Short task
Only the lines from the one holding "Target: crinkled leaf surface" to the end of the data should be echoed, exactly as they appear, minus the pictures.

[Entries taken from a collection]
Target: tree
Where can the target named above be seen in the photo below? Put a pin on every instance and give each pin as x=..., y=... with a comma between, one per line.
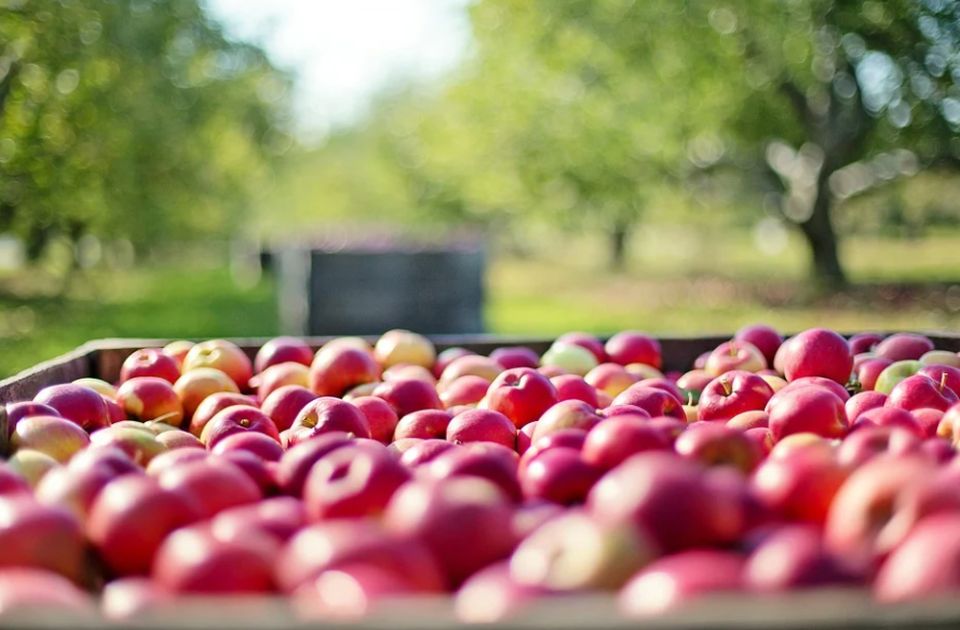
x=136, y=120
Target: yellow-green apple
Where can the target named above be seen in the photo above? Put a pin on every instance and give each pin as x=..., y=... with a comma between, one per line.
x=675, y=580
x=631, y=346
x=79, y=404
x=150, y=362
x=521, y=394
x=150, y=398
x=733, y=393
x=222, y=355
x=903, y=347
x=402, y=346
x=282, y=350
x=339, y=368
x=57, y=437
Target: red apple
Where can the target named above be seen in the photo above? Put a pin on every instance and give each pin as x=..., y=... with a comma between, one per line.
x=733, y=393
x=352, y=482
x=34, y=535
x=195, y=386
x=150, y=398
x=282, y=350
x=482, y=425
x=213, y=485
x=817, y=352
x=338, y=369
x=191, y=560
x=735, y=355
x=222, y=355
x=57, y=437
x=76, y=403
x=402, y=346
x=238, y=419
x=130, y=518
x=465, y=522
x=669, y=582
x=634, y=347
x=150, y=362
x=643, y=490
x=766, y=339
x=903, y=347
x=807, y=409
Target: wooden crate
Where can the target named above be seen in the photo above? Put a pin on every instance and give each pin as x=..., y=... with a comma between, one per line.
x=821, y=608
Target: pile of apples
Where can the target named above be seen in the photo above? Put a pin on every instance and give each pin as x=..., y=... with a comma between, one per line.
x=361, y=473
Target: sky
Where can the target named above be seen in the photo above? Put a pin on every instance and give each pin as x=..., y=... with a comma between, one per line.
x=343, y=52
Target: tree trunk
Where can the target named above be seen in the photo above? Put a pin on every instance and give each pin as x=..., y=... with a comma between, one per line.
x=619, y=234
x=825, y=269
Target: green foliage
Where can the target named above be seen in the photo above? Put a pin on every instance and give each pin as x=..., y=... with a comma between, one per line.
x=130, y=119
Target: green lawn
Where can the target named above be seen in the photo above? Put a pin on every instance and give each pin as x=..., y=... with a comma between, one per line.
x=674, y=283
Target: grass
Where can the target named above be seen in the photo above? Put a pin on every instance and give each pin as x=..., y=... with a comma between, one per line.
x=677, y=282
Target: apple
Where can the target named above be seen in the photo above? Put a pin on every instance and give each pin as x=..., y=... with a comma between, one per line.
x=57, y=437
x=351, y=482
x=870, y=441
x=34, y=535
x=572, y=358
x=735, y=355
x=669, y=582
x=213, y=485
x=177, y=350
x=222, y=355
x=139, y=443
x=336, y=370
x=903, y=347
x=198, y=384
x=282, y=350
x=611, y=378
x=559, y=475
x=792, y=557
x=807, y=409
x=131, y=517
x=799, y=485
x=521, y=394
x=766, y=339
x=653, y=401
x=941, y=358
x=262, y=445
x=323, y=546
x=238, y=419
x=466, y=390
x=616, y=438
x=817, y=352
x=328, y=414
x=482, y=425
x=191, y=560
x=297, y=460
x=924, y=565
x=279, y=375
x=703, y=518
x=150, y=362
x=402, y=346
x=491, y=462
x=408, y=395
x=733, y=393
x=463, y=521
x=864, y=401
x=632, y=346
x=716, y=444
x=150, y=398
x=918, y=391
x=864, y=342
x=79, y=404
x=515, y=357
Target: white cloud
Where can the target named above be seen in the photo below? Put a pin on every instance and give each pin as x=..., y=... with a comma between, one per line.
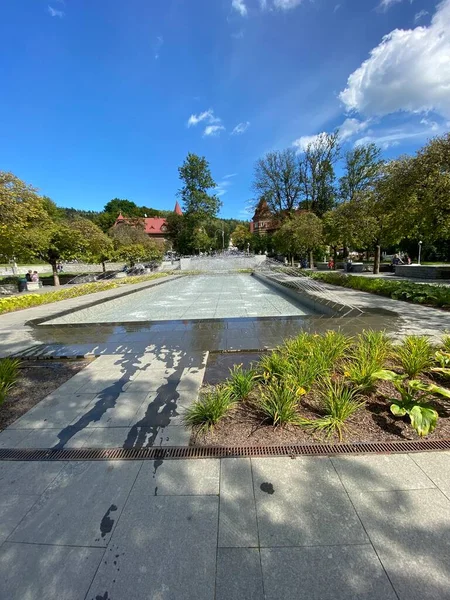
x=213, y=130
x=240, y=128
x=408, y=71
x=303, y=142
x=351, y=127
x=286, y=4
x=207, y=115
x=240, y=7
x=420, y=15
x=386, y=4
x=55, y=13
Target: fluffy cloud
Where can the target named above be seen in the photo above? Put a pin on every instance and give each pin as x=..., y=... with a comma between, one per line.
x=207, y=115
x=303, y=142
x=240, y=128
x=240, y=7
x=55, y=13
x=409, y=70
x=213, y=130
x=351, y=127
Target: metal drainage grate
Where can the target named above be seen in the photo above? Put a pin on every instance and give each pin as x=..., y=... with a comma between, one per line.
x=219, y=452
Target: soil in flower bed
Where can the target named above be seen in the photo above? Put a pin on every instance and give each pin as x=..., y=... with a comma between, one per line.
x=372, y=423
x=36, y=380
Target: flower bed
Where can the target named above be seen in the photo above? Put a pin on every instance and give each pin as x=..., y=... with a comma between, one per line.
x=331, y=387
x=13, y=303
x=418, y=293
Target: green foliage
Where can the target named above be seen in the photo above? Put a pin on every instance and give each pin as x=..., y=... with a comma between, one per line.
x=414, y=401
x=212, y=406
x=13, y=303
x=197, y=180
x=339, y=402
x=415, y=355
x=368, y=356
x=418, y=293
x=241, y=382
x=9, y=372
x=278, y=402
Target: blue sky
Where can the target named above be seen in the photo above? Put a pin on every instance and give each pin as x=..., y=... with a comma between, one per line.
x=104, y=98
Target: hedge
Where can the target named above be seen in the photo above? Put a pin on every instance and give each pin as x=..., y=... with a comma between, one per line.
x=418, y=293
x=12, y=303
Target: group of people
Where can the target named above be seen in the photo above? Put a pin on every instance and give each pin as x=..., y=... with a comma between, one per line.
x=32, y=276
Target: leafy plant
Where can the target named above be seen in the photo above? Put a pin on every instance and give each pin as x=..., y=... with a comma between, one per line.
x=278, y=402
x=241, y=382
x=414, y=401
x=213, y=405
x=9, y=372
x=339, y=402
x=415, y=355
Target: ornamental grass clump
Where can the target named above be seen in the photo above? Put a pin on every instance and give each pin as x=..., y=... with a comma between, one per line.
x=9, y=373
x=414, y=355
x=241, y=382
x=214, y=404
x=278, y=402
x=339, y=402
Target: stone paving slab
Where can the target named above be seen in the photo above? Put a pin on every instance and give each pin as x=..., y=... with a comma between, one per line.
x=21, y=477
x=239, y=574
x=324, y=573
x=436, y=465
x=35, y=572
x=163, y=547
x=237, y=522
x=81, y=506
x=410, y=531
x=380, y=472
x=178, y=478
x=302, y=502
x=12, y=510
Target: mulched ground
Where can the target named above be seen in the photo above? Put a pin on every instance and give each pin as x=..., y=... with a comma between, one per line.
x=37, y=379
x=372, y=423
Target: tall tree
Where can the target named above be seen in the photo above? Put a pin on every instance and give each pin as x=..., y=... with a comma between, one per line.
x=316, y=172
x=197, y=181
x=277, y=179
x=362, y=169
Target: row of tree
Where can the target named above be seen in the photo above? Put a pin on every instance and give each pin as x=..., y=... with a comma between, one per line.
x=374, y=203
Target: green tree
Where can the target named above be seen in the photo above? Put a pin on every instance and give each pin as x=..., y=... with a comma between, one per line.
x=362, y=169
x=317, y=175
x=197, y=181
x=300, y=235
x=277, y=179
x=242, y=236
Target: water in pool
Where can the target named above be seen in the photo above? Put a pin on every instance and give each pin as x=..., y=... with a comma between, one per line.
x=192, y=297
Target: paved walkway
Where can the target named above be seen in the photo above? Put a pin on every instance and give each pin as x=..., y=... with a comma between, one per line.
x=358, y=528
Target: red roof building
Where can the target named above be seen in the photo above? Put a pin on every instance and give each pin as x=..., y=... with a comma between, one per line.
x=154, y=227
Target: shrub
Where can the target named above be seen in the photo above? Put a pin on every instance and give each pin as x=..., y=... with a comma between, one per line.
x=339, y=402
x=9, y=372
x=241, y=382
x=278, y=402
x=414, y=401
x=213, y=405
x=415, y=355
x=433, y=295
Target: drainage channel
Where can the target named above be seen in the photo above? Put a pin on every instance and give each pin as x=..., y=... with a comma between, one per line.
x=162, y=453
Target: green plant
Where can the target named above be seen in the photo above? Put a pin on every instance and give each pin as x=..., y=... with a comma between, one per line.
x=278, y=402
x=339, y=402
x=9, y=372
x=415, y=355
x=414, y=401
x=241, y=382
x=213, y=405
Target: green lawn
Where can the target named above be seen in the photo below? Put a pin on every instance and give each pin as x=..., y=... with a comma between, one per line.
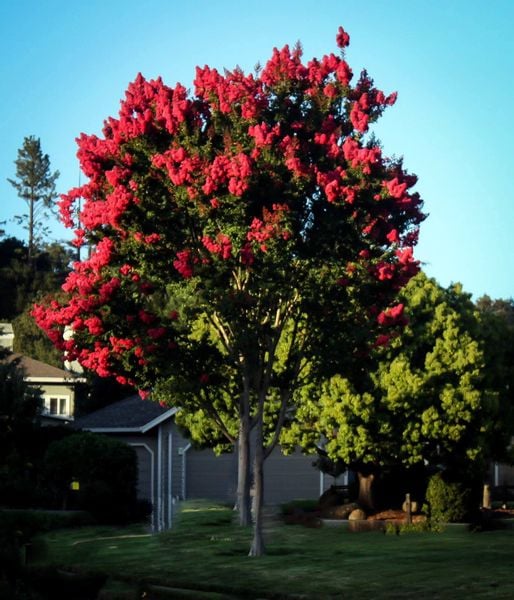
x=206, y=551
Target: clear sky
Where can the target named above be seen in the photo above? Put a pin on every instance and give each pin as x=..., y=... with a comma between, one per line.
x=65, y=65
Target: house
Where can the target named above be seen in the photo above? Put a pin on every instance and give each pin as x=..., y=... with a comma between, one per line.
x=171, y=469
x=151, y=431
x=58, y=388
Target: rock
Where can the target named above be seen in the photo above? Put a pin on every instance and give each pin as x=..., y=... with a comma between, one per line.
x=334, y=496
x=357, y=515
x=339, y=512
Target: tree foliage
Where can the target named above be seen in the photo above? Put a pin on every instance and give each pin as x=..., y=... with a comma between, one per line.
x=20, y=406
x=35, y=184
x=242, y=232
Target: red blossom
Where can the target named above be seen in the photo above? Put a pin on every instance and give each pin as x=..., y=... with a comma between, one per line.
x=342, y=38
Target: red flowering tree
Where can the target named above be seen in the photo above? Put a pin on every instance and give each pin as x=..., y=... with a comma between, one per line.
x=240, y=232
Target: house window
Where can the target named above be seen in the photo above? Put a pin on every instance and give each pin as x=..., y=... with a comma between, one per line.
x=57, y=405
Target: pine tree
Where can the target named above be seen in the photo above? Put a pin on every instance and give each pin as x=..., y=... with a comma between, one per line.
x=35, y=184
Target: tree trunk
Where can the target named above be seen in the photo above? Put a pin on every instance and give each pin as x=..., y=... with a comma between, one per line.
x=257, y=548
x=365, y=499
x=243, y=473
x=31, y=231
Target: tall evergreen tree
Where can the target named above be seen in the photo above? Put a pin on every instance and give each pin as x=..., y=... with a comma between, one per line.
x=35, y=184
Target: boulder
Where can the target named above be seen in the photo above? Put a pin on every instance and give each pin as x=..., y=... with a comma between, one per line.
x=342, y=511
x=357, y=515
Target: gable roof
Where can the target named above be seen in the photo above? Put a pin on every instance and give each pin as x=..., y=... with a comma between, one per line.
x=131, y=415
x=37, y=371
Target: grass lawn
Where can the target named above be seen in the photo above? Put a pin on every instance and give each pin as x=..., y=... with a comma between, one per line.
x=206, y=551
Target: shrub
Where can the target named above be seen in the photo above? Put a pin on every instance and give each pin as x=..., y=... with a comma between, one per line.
x=447, y=501
x=106, y=470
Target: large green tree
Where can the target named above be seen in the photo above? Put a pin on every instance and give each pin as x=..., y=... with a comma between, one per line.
x=20, y=406
x=35, y=184
x=427, y=402
x=246, y=234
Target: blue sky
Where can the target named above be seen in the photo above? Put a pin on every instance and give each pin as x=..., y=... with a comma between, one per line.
x=66, y=64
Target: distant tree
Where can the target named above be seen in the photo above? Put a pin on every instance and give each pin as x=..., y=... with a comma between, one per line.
x=20, y=406
x=426, y=402
x=29, y=340
x=35, y=184
x=22, y=283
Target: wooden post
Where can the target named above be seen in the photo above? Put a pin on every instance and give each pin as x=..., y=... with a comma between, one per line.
x=486, y=496
x=408, y=508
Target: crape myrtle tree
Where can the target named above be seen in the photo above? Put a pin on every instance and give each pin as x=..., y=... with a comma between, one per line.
x=428, y=403
x=241, y=231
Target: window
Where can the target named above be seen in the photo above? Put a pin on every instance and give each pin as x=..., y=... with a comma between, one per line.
x=57, y=405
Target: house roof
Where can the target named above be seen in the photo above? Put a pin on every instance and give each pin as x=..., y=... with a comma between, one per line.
x=129, y=415
x=38, y=371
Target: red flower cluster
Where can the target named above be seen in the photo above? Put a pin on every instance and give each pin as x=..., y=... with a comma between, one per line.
x=259, y=167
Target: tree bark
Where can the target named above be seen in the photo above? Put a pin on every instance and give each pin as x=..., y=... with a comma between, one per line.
x=257, y=548
x=365, y=499
x=243, y=472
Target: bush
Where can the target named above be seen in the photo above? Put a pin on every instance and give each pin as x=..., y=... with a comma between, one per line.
x=106, y=472
x=447, y=501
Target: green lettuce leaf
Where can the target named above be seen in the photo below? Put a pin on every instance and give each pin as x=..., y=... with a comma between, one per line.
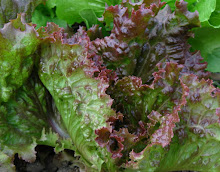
x=79, y=96
x=214, y=19
x=196, y=145
x=44, y=13
x=6, y=163
x=207, y=41
x=18, y=42
x=205, y=8
x=10, y=9
x=22, y=120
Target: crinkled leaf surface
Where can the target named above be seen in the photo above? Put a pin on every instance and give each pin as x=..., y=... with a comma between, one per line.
x=121, y=49
x=160, y=36
x=196, y=145
x=167, y=41
x=18, y=41
x=150, y=114
x=22, y=120
x=214, y=19
x=80, y=97
x=10, y=8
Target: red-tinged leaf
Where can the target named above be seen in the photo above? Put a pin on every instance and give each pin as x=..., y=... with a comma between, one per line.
x=78, y=89
x=150, y=113
x=197, y=136
x=167, y=41
x=121, y=49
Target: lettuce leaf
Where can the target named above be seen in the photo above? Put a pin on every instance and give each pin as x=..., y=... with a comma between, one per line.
x=197, y=136
x=22, y=120
x=207, y=41
x=161, y=36
x=150, y=114
x=79, y=96
x=205, y=8
x=10, y=9
x=18, y=42
x=120, y=50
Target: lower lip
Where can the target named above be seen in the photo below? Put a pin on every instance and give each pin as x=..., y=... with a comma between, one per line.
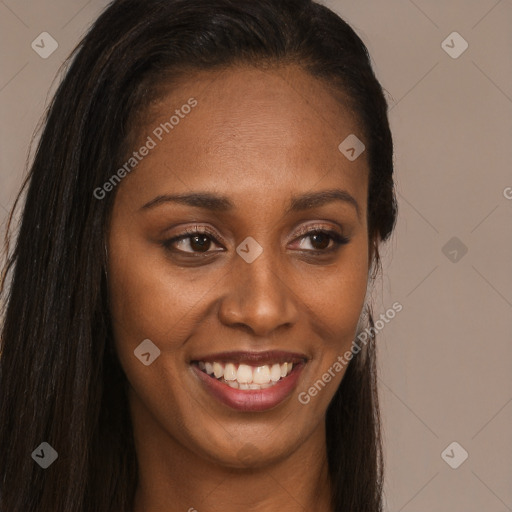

Response to the task
Target: crinkled leaf surface
Where can the target named above be seen in the photo above? Put a pin on every instance and give each pin as x=..., y=... with a comma between, one per line.
x=121, y=49
x=160, y=36
x=196, y=145
x=167, y=41
x=18, y=41
x=150, y=114
x=22, y=120
x=214, y=19
x=80, y=97
x=10, y=8
Target: red-tinged leaf
Where can the target named above be seen in the photo above? Put a pin on every instance and give each pin as x=..., y=... with a comma between, one per line.
x=78, y=89
x=150, y=113
x=197, y=136
x=167, y=41
x=121, y=49
Target: lettuce leaf
Where can the target named above be seen in the photo above? Put a pin on every instance and give each pin as x=..., y=... with a comma between, one per line.
x=197, y=136
x=22, y=120
x=207, y=41
x=161, y=36
x=150, y=114
x=79, y=96
x=205, y=8
x=10, y=9
x=18, y=42
x=120, y=50
Target: lower lip
Where can the target named above be seen in the photo below? Put a pin on every instance and give each pin as x=..., y=... with a comma between, one per line.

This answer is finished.